───── Extracted information
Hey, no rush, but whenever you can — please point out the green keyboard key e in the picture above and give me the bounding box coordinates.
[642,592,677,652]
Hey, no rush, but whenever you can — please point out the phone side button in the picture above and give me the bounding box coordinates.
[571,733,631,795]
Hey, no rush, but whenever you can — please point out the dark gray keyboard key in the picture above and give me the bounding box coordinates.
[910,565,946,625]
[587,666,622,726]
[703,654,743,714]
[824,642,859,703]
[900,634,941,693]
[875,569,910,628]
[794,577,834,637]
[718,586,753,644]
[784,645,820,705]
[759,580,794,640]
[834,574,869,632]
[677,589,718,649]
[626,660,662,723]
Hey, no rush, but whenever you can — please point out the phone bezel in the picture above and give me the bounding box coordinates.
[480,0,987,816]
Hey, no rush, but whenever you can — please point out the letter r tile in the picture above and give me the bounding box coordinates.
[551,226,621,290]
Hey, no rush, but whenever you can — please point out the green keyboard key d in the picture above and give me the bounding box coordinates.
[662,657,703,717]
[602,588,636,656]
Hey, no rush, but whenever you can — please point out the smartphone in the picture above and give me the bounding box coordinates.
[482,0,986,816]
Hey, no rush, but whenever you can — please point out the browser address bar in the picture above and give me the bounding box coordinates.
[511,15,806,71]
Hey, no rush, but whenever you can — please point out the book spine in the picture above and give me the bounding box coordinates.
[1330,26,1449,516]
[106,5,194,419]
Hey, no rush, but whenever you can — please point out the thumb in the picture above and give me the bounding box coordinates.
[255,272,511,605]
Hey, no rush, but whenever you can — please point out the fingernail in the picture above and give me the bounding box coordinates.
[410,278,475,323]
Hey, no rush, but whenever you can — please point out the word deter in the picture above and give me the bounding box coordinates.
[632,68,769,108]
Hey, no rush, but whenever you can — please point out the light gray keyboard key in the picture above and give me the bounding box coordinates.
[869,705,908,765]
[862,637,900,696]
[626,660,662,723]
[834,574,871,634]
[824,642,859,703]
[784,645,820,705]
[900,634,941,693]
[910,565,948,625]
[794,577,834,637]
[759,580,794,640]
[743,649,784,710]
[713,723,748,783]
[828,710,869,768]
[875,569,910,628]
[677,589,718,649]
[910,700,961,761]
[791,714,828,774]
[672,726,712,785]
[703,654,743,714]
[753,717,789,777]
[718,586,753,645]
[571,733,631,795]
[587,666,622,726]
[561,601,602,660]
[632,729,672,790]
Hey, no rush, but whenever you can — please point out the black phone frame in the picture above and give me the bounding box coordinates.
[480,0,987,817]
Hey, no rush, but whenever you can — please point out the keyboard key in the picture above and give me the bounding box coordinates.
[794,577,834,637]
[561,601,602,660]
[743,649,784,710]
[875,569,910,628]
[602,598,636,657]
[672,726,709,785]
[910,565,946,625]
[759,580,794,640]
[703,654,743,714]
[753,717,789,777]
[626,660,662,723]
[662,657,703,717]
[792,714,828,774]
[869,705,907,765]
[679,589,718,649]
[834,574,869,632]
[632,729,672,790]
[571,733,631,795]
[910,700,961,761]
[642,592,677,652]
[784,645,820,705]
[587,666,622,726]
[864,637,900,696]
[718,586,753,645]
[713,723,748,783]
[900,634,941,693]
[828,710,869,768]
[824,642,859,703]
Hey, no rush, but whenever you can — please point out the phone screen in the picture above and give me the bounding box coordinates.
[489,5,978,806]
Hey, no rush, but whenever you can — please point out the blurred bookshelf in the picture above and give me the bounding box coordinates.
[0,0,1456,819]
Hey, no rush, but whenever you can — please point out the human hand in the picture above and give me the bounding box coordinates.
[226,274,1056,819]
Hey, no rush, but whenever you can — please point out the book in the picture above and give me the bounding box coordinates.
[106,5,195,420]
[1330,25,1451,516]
──────────
───── Extracted information
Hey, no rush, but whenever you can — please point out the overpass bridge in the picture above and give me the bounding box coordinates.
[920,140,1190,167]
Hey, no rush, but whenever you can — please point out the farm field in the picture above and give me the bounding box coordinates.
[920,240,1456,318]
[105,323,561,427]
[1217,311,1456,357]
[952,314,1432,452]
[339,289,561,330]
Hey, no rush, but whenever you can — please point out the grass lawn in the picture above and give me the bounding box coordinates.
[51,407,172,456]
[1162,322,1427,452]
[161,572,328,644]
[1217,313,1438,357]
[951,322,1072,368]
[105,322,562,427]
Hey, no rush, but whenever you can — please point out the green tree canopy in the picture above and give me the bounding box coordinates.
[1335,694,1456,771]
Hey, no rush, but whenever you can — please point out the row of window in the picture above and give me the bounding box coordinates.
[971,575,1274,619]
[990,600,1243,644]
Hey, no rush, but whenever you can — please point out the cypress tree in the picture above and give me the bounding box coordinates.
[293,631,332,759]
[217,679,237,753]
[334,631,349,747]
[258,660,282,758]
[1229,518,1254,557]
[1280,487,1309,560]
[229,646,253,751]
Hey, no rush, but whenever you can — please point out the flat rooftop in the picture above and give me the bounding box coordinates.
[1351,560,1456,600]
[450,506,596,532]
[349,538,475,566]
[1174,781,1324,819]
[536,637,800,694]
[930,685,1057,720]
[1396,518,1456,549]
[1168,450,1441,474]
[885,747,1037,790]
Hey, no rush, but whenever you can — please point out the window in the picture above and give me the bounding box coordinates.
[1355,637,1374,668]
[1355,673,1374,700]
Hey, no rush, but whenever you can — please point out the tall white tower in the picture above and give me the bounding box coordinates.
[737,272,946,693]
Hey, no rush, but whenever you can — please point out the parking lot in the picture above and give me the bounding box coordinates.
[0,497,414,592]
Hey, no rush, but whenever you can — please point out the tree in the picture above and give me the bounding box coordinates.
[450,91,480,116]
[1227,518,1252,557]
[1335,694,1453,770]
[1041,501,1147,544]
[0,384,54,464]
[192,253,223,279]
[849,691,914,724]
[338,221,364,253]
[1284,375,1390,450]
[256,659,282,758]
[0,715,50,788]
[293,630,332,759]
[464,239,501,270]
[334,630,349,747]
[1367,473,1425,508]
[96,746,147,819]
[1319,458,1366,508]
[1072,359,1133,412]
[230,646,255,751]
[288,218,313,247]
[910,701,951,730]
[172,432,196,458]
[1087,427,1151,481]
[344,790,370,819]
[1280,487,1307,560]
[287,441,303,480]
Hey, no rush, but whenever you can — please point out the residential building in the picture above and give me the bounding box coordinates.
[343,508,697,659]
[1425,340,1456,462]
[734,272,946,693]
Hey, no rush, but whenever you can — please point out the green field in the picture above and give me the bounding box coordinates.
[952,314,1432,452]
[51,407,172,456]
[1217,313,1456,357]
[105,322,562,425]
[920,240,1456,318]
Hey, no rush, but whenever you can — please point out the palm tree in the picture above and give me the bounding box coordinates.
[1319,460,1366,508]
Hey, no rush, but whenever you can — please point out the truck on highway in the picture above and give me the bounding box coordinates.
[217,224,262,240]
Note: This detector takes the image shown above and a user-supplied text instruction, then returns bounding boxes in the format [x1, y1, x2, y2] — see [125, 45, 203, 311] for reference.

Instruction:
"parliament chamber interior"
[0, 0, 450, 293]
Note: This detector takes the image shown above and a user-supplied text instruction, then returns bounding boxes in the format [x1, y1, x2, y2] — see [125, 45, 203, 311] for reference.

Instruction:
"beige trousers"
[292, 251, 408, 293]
──────────
Revise the data from the line with "keyboard key e" to the line with "[482,0,986,816]" by replacing "no rush" with "no hurry". Leave everything else unchanged.

• [Expected answer]:
Hey, no hurry, but whenever you can — please point out the green keyboard key e in the picture above and give me the bounding box coordinates.
[642,592,677,652]
Hey, no hurry, but whenever you can — please point out the phone side button in the picture above and give me the bounding box coordinates.
[571,733,631,795]
Hey, no hurry, but whenever you can — please point out the dark gray keyboard key in the picture above and give me the bounding box coordinates.
[910,565,946,625]
[587,666,622,726]
[703,654,743,714]
[824,642,859,703]
[900,634,941,693]
[875,569,910,628]
[794,577,834,637]
[718,586,753,644]
[784,645,820,705]
[759,580,794,640]
[834,574,869,632]
[677,589,718,649]
[626,660,662,723]
Hey, no hurry, but whenever you can — please point out the phone bezel in the picture above and give me the bounding box coordinates.
[480,0,987,816]
Hey, no hurry, but whenever you can — please point out the letter r tile in the picture above and give me the bounding box coordinates.
[551,226,621,290]
Hey, no hurry, but whenever you can — please point out the green keyboard key d in the picture above and give me the bounding box coordinates.
[662,657,703,717]
[602,588,636,656]
Hey, no hurry, but whenever you can — please point out the smartphone in the picture above and give me the bounding box coordinates.
[482,0,986,816]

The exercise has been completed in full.